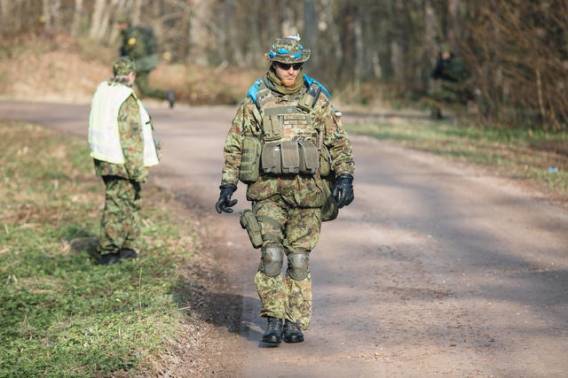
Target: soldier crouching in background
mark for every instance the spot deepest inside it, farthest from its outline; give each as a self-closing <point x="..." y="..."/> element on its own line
<point x="287" y="144"/>
<point x="139" y="44"/>
<point x="122" y="146"/>
<point x="450" y="85"/>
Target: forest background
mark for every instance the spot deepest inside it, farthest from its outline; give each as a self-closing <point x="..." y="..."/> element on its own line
<point x="515" y="50"/>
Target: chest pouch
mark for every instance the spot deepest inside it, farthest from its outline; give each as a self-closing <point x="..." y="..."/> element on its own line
<point x="309" y="99"/>
<point x="272" y="127"/>
<point x="271" y="161"/>
<point x="309" y="157"/>
<point x="290" y="157"/>
<point x="325" y="162"/>
<point x="250" y="160"/>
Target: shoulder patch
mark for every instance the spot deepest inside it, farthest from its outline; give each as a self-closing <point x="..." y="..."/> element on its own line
<point x="308" y="80"/>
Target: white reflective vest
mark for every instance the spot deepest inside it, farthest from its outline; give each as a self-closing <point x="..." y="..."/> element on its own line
<point x="104" y="137"/>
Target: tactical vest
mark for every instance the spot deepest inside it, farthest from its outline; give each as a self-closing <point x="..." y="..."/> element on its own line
<point x="290" y="142"/>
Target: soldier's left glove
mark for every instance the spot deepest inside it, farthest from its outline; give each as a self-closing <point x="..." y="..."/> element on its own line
<point x="343" y="190"/>
<point x="224" y="203"/>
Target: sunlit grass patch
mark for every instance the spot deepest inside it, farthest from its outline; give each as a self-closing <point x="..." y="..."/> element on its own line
<point x="539" y="156"/>
<point x="61" y="314"/>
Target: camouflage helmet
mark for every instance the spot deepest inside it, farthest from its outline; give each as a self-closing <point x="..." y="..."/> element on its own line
<point x="123" y="66"/>
<point x="288" y="50"/>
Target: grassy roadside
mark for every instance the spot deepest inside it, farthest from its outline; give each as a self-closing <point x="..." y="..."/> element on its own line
<point x="519" y="154"/>
<point x="60" y="314"/>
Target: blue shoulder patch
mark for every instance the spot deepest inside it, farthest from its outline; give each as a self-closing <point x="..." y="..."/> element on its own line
<point x="310" y="80"/>
<point x="253" y="90"/>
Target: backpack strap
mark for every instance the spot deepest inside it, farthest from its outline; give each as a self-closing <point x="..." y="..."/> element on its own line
<point x="257" y="92"/>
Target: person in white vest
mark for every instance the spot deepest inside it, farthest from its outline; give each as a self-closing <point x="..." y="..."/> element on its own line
<point x="122" y="146"/>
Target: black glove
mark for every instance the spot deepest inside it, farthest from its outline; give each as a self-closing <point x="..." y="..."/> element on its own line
<point x="343" y="190"/>
<point x="225" y="203"/>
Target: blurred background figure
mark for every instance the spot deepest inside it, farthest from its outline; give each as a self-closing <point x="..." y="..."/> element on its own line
<point x="139" y="44"/>
<point x="449" y="85"/>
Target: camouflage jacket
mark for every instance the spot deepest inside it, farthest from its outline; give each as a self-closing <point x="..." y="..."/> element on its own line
<point x="132" y="143"/>
<point x="298" y="190"/>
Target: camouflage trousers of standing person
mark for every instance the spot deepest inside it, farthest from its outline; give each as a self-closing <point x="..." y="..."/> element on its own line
<point x="296" y="230"/>
<point x="143" y="84"/>
<point x="120" y="224"/>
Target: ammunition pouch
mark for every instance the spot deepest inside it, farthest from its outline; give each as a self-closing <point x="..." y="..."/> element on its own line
<point x="309" y="157"/>
<point x="250" y="160"/>
<point x="325" y="162"/>
<point x="272" y="127"/>
<point x="271" y="161"/>
<point x="250" y="223"/>
<point x="290" y="158"/>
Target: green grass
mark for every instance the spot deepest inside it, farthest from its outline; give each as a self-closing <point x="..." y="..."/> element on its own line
<point x="61" y="314"/>
<point x="517" y="153"/>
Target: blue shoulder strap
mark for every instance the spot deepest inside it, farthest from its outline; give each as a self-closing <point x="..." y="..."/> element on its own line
<point x="253" y="90"/>
<point x="310" y="80"/>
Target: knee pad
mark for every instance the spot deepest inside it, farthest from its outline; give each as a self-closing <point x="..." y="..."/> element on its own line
<point x="298" y="265"/>
<point x="272" y="259"/>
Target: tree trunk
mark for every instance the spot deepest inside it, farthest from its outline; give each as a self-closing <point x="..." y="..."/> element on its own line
<point x="96" y="20"/>
<point x="77" y="18"/>
<point x="311" y="28"/>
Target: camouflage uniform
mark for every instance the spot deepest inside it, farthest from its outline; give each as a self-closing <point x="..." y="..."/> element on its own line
<point x="288" y="207"/>
<point x="120" y="220"/>
<point x="139" y="44"/>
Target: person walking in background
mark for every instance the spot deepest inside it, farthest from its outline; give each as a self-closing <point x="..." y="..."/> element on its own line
<point x="449" y="85"/>
<point x="287" y="144"/>
<point x="122" y="146"/>
<point x="139" y="44"/>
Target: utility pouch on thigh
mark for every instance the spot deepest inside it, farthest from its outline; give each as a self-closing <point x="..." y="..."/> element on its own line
<point x="271" y="161"/>
<point x="309" y="157"/>
<point x="271" y="127"/>
<point x="290" y="157"/>
<point x="325" y="162"/>
<point x="250" y="160"/>
<point x="250" y="223"/>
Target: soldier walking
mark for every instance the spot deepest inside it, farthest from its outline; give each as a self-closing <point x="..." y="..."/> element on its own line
<point x="122" y="146"/>
<point x="139" y="44"/>
<point x="287" y="144"/>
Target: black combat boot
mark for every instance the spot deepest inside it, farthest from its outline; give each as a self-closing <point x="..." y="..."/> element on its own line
<point x="127" y="253"/>
<point x="292" y="333"/>
<point x="109" y="258"/>
<point x="273" y="334"/>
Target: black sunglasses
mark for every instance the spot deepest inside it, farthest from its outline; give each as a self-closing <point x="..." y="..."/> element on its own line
<point x="286" y="66"/>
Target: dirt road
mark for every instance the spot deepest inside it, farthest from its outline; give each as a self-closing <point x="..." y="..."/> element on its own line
<point x="435" y="270"/>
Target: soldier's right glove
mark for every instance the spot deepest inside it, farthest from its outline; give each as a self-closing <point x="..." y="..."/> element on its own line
<point x="224" y="203"/>
<point x="343" y="190"/>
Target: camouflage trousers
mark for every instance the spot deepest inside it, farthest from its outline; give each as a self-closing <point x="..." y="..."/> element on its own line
<point x="143" y="84"/>
<point x="120" y="221"/>
<point x="297" y="231"/>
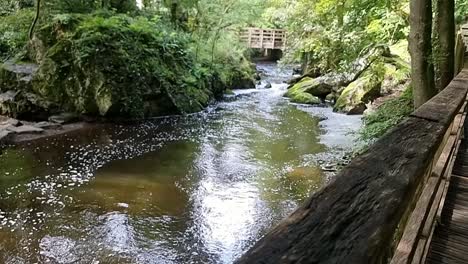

▶ **Requirement**
Omit the pictures and reproduce the listing exactly.

▶ **Task output**
Target: soldier crouching in background
mark for every instance the spot deepest inside it, farthest from its outline; give each as a self-closing <point x="..." y="..."/> element on its own line
<point x="287" y="144"/>
<point x="139" y="44"/>
<point x="122" y="146"/>
<point x="450" y="85"/>
Target: forest background
mark for every instance the spot deepest inside it, farthest from its outline; give each as a self-closing <point x="..." y="..."/> element on its own line
<point x="515" y="50"/>
Target: chest pouch
mark for every instance the spot deepest inside it, farthest from its outline; give each as a self-closing <point x="..." y="..."/> element on its own line
<point x="309" y="99"/>
<point x="272" y="127"/>
<point x="271" y="161"/>
<point x="309" y="157"/>
<point x="290" y="157"/>
<point x="325" y="162"/>
<point x="250" y="160"/>
Target: shoulder patch
mark for every instance the spot deepest inside it, farthest from its outline; give each as a self-closing <point x="..." y="..."/> element on its own line
<point x="308" y="80"/>
Target: white reflective vest
mark for every instance the spot deepest inside it, farthest from its outline; give each as a self-closing <point x="..." y="..."/> element on its own line
<point x="104" y="137"/>
Target: tactical vest
mark for every instance the spot deepest inside it, farthest from its outline; give each as a self-closing <point x="..." y="..."/> element on its own line
<point x="290" y="142"/>
Target: soldier's left glove
mark for every instance the spot deepest inside it, farthest from its outline; give each as a self-closing <point x="..." y="..."/> element on its own line
<point x="343" y="190"/>
<point x="224" y="203"/>
Target: sunlit grass patch
mark for every instance the spot deepest inside it, farthest from its outline; give each as a self-closing <point x="..." y="..."/> element on its own line
<point x="539" y="156"/>
<point x="61" y="314"/>
Target: camouflage helmet
mark for every instance the spot deepest inside it, farthest from its outline; give each as a self-closing <point x="..." y="..."/> element on its own line
<point x="123" y="66"/>
<point x="288" y="50"/>
Target: grassy roadside
mark for every instance the spot deepest inside it, farthest from its outline; give each as a self-closing <point x="..." y="..."/> element on its own line
<point x="519" y="154"/>
<point x="60" y="314"/>
Target: blue shoulder patch
mark for every instance the spot deepest inside it, farthest from its outline; give each as a self-closing <point x="..." y="..."/> element on its own line
<point x="310" y="80"/>
<point x="253" y="90"/>
Target: backpack strap
mark for every instance the spot deepest inside it, farthest from its outline; give each as a self-closing <point x="..." y="..."/> element on its own line
<point x="257" y="92"/>
Target: person in white vest
mark for every instance the spot deepest inside it, farthest from its outline; give each as a self-closing <point x="..." y="..."/> element on its own line
<point x="122" y="146"/>
Target: black glove
mark for every instance the spot deepest inside it, farthest from its outline; give each as a self-closing <point x="..." y="..."/> element on its own line
<point x="343" y="190"/>
<point x="225" y="203"/>
Target: blurred background figure
mark for every instance the spot deepest inside it, farthest from its outline; give each as a self-closing <point x="..." y="..."/> element on its own line
<point x="139" y="44"/>
<point x="449" y="85"/>
Target: camouflage jacket
mark for every instance the spot deepest inside it, farthest from its outline; give each as a self-closing <point x="..." y="..."/> element on its own line
<point x="132" y="143"/>
<point x="298" y="190"/>
Target: camouflage trousers of standing person
mark for every instance the spot deepest inside it, farthest from its outline; give each as a self-closing <point x="..." y="..."/> element on its own line
<point x="296" y="230"/>
<point x="143" y="84"/>
<point x="120" y="224"/>
Target: ammunition pouch
mark for every instance the spot deepest inside it, farthest from its outline; give each as a self-closing <point x="..." y="..."/> element on its own line
<point x="309" y="157"/>
<point x="250" y="160"/>
<point x="325" y="162"/>
<point x="272" y="127"/>
<point x="271" y="161"/>
<point x="250" y="223"/>
<point x="290" y="158"/>
Target: green grass
mark for every instance the spot deepest inside it, farthest from its outline; give each as a self-closing <point x="..." y="..."/> element on its own line
<point x="61" y="314"/>
<point x="517" y="153"/>
Target: blue shoulder strap
mark for every instance the spot deepest inside it, farthest from its outline; give each as a self-closing <point x="..." y="..."/> element on its own line
<point x="253" y="90"/>
<point x="310" y="80"/>
Target: knee pad
mark for every instance the spot deepest inside it, farthest from its outline; give each as a self-closing <point x="..." y="..."/> element on its own line
<point x="298" y="265"/>
<point x="272" y="259"/>
Target: tree trunk
mark for every instance the spot deepest inside it, farthest from its outline; give each as a self-closing <point x="..." y="..."/> element on its own line
<point x="96" y="20"/>
<point x="77" y="18"/>
<point x="311" y="28"/>
Target: camouflage uniform
mark for every instance the spot deepest inside it, farthest from its outline; give each as a self-closing <point x="..." y="..."/> element on its own line
<point x="288" y="207"/>
<point x="120" y="220"/>
<point x="139" y="44"/>
Target: person walking in background
mark for every instance the spot deepest inside it, farthest from its outline; give each as a self-closing <point x="..." y="..."/> element on its own line
<point x="449" y="85"/>
<point x="287" y="144"/>
<point x="122" y="146"/>
<point x="139" y="44"/>
Target: utility pouch on thigh
mark for every instance the spot deepest inside it, farthest from its outline; give each as a self-closing <point x="..." y="..."/> element on its own line
<point x="271" y="161"/>
<point x="309" y="157"/>
<point x="271" y="127"/>
<point x="290" y="157"/>
<point x="325" y="162"/>
<point x="250" y="160"/>
<point x="250" y="223"/>
Target: soldier walking
mark for every instance the spot deepest inside it, farthest from its outline; give each as a self-closing <point x="..." y="..."/> element on its own line
<point x="122" y="146"/>
<point x="139" y="44"/>
<point x="287" y="144"/>
Target: black combat boot
mark for every instance the spot deepest inside it, farthest from its outline; give each as a self-closing <point x="..." y="..."/> element on its own line
<point x="127" y="253"/>
<point x="292" y="333"/>
<point x="109" y="258"/>
<point x="273" y="334"/>
Target: black sunglasses
mark for every instance the spot deepest inside it, farthest from its outline; give each as a self-closing <point x="..." y="..."/> element on its own line
<point x="286" y="66"/>
Target: dirt road
mark for every instance the spot deepest inside it, farthest from its outline; give each as a self-closing <point x="..." y="..."/> element on its own line
<point x="435" y="270"/>
Target: soldier's right glove
mark for every instance the spot deepest inside it, farthest from its outline; give each as a self-closing <point x="..." y="..."/> element on its own line
<point x="224" y="203"/>
<point x="343" y="190"/>
Target: camouflage trousers
mark for every instance the spot deepest inside it, farthest from its outline; give each as a self-closing <point x="..." y="..."/> element on its own line
<point x="143" y="84"/>
<point x="120" y="221"/>
<point x="297" y="231"/>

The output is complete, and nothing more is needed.